_Set task 1:_ According to the commentary on Westmacott's title and Eliot's poem, who established the Anglican community whose home is the church where the poet sat in reflection?
_Set task 2:_ Extend the commentary on Westmacott's debt to Eliot's poem, picking up after its final sentence.

_Given passage:_
We die with the dying;

See, they depart, and we go with them.

We are born with the dead; See, they return, and bring us  with them.

 

The moment of the rose and the moment of the yew-tree are of equal duration.

A people without history 

Is not redeemed from time; for history is a pattern

Of timeless moments. So while the light fails

On a winter’s afternoon, in a secluded chapel

History is now and England.

   Westmacott based her title on a line in  Eliot’s concluding part of his The Four Quartets. The church in which the poet sat in reflection after a long walk is a home of an Anglican community established by Nicholas Ferrar in 17th century. The religious history of it might have inspired Eliot  and yet it was the comfort the poem had offered that might have given Westmacott a suitable plot.

    Thus ‘we die with the dying…’ depicts a scene in which Gabriel tells Norreys as to what happened in Zagrade. The urgency of a closure before a soul leaves the world is the highlight and the subsequent lines ‘ we are born with the dead….’  are translated in  Norreys’ journey to ponder over an eventful summer in a Cornish town.

Smokes were still palpable in English towns and cities when Little Gidding was printed in 1942; desperation and demise were palpable, if not compelling in the aftermath of Luftwaffe bombings. Westmacott understood this very well;  the droning sounds of the bombers and their dull thudding noises before hitting the ground had remained in her. So had Eliot. So had their generation.

Westmacott’s take on the poem sees Norreys lives to tell the paths he, Gabriel and Isabella have trodden.

_Dataset entries:_
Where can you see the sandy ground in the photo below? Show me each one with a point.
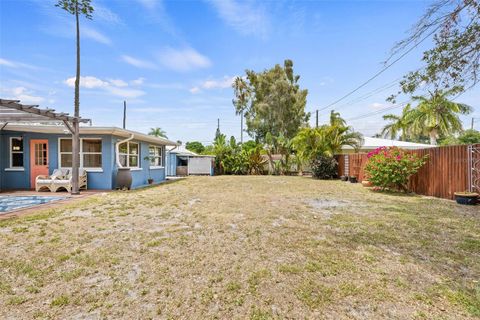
(236, 247)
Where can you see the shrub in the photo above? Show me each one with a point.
(324, 167)
(391, 168)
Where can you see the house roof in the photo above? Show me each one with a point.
(373, 143)
(14, 111)
(119, 132)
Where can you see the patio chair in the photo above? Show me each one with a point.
(66, 182)
(43, 182)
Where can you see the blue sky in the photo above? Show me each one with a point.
(173, 61)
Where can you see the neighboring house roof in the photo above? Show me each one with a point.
(184, 152)
(373, 143)
(58, 129)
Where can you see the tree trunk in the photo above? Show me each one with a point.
(433, 137)
(76, 127)
(270, 163)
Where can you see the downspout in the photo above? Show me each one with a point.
(117, 151)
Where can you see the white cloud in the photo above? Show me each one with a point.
(138, 82)
(87, 82)
(22, 94)
(148, 4)
(195, 90)
(116, 87)
(95, 35)
(225, 82)
(183, 59)
(137, 62)
(125, 92)
(118, 82)
(107, 15)
(378, 105)
(15, 64)
(243, 17)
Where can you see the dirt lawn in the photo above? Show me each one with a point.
(236, 247)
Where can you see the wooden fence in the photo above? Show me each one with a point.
(445, 172)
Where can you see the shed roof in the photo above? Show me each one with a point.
(184, 152)
(373, 143)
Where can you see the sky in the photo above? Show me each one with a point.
(174, 61)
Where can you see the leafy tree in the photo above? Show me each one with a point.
(398, 126)
(158, 132)
(454, 60)
(324, 167)
(310, 143)
(195, 146)
(273, 105)
(76, 8)
(437, 115)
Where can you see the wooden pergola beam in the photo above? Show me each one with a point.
(42, 114)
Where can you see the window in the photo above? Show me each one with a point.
(128, 152)
(156, 156)
(90, 153)
(16, 152)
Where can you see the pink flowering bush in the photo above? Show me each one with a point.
(392, 167)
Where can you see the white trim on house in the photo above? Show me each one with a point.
(14, 169)
(88, 169)
(91, 130)
(159, 154)
(10, 155)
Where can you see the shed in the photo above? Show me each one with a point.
(370, 144)
(183, 162)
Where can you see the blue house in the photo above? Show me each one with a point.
(30, 150)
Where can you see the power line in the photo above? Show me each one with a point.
(381, 71)
(370, 114)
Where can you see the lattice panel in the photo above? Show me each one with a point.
(474, 164)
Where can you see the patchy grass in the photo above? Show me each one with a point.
(244, 248)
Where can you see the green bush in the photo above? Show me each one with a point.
(324, 167)
(391, 168)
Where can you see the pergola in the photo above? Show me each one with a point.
(13, 112)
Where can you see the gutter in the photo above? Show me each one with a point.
(117, 146)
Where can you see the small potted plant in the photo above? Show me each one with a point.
(468, 198)
(366, 183)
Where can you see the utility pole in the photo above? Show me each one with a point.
(124, 113)
(241, 127)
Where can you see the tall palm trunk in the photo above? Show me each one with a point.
(433, 137)
(76, 127)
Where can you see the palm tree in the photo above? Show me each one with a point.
(437, 115)
(336, 119)
(338, 136)
(309, 143)
(158, 132)
(76, 8)
(399, 125)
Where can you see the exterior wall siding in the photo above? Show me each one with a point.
(140, 175)
(104, 180)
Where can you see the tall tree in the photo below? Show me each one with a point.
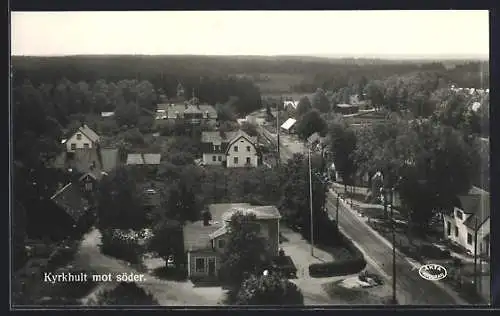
(246, 251)
(310, 123)
(303, 107)
(271, 289)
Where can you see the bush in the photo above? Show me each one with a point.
(126, 294)
(116, 244)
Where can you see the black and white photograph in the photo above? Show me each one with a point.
(249, 158)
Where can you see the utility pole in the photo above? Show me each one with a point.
(394, 300)
(310, 202)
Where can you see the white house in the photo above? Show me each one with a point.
(288, 125)
(83, 138)
(231, 149)
(470, 216)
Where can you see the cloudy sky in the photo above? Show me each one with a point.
(315, 33)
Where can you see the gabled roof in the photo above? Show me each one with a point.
(71, 200)
(288, 123)
(477, 204)
(143, 159)
(89, 133)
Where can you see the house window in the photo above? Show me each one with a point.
(469, 238)
(221, 243)
(200, 265)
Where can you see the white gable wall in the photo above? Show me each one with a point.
(79, 143)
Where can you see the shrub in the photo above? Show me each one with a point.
(347, 265)
(121, 246)
(126, 294)
(337, 268)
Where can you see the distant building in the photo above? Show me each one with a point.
(470, 215)
(205, 240)
(83, 138)
(230, 149)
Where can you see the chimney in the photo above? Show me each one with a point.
(207, 217)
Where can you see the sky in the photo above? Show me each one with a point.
(305, 33)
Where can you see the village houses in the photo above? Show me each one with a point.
(204, 241)
(470, 221)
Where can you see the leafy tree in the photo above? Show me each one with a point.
(343, 144)
(246, 250)
(309, 124)
(271, 289)
(320, 101)
(303, 107)
(119, 202)
(126, 294)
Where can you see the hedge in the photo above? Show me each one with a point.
(344, 266)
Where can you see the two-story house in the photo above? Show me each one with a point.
(205, 241)
(83, 138)
(470, 216)
(230, 149)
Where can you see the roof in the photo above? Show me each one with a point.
(143, 159)
(477, 204)
(109, 158)
(89, 133)
(261, 212)
(314, 138)
(71, 200)
(288, 123)
(171, 109)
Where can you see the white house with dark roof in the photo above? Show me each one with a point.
(83, 138)
(471, 215)
(204, 241)
(231, 149)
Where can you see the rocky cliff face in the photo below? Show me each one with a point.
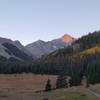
(40, 47)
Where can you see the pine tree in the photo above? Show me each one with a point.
(48, 85)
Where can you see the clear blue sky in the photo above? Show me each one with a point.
(30, 20)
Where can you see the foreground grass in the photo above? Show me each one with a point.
(74, 93)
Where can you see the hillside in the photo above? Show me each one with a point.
(40, 48)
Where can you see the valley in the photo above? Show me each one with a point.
(23, 87)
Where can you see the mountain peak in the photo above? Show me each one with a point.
(66, 38)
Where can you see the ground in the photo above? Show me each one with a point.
(23, 87)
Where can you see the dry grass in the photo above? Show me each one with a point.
(22, 86)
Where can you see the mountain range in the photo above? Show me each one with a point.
(15, 50)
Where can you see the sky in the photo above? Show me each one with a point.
(31, 20)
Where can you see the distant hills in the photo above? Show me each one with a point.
(15, 50)
(40, 48)
(63, 56)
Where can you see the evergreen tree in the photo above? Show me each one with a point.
(48, 85)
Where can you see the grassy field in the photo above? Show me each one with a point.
(22, 87)
(74, 93)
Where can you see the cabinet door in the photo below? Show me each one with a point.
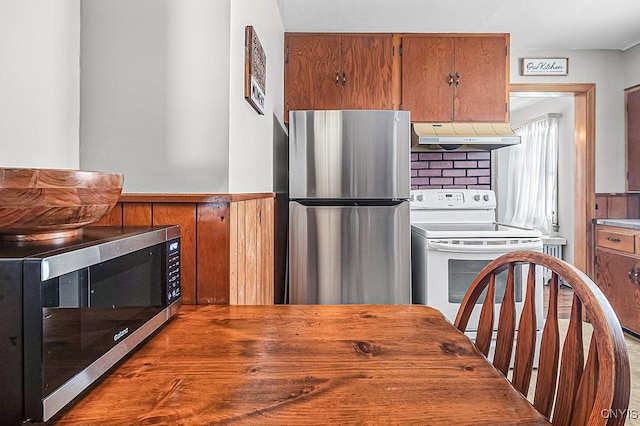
(312, 64)
(482, 92)
(367, 67)
(632, 100)
(621, 289)
(426, 65)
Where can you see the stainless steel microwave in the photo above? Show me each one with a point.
(71, 309)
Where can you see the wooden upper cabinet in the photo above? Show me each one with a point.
(312, 64)
(455, 78)
(632, 135)
(367, 66)
(329, 71)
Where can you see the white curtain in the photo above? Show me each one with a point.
(532, 187)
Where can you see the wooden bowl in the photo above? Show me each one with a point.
(37, 204)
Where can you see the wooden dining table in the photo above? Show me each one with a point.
(304, 364)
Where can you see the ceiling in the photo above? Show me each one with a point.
(540, 24)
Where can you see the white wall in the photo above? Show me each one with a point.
(564, 106)
(250, 134)
(631, 66)
(39, 83)
(604, 68)
(162, 89)
(154, 93)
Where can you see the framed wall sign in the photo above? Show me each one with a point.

_Result 1:_ Nicholas Ferrar, in the 17th century.

_Result 2:_
‘We all start out as the central figure of our own story. Later we wonder, doubt, get confused. So it has been with me. First it was my story. Then I thought it was Jennifer and I together – Romeo and Juliet, Tristan and Iseult. And then, in my darkness and disillusionment, Isabella sailed across my vision like the moon on a dark night. She became the central theme of the embroidery, and I – I was the cross-stitch background – no more. No more, but also no less, for without the drab background, the pattern will not stand out.

    Now, again, the pattern has shifted. This is not my story, not Isabella’s story. It is the story of John Gabriel.

    The story ends here, where I am beginning it. It ends with John Gabriel. But it also begins here.’

It fascinated me as to why such solemn a mood of the poem would befit for a romance.  Initially, this oddity was confusing. The War was over; shouldn’t she moved on?  I put the book aside and reminded myself that I had belonged to a generation that  experienced nothing like the war years. Then I let the story settle in my head and the lines from Little Gidding filled the gap.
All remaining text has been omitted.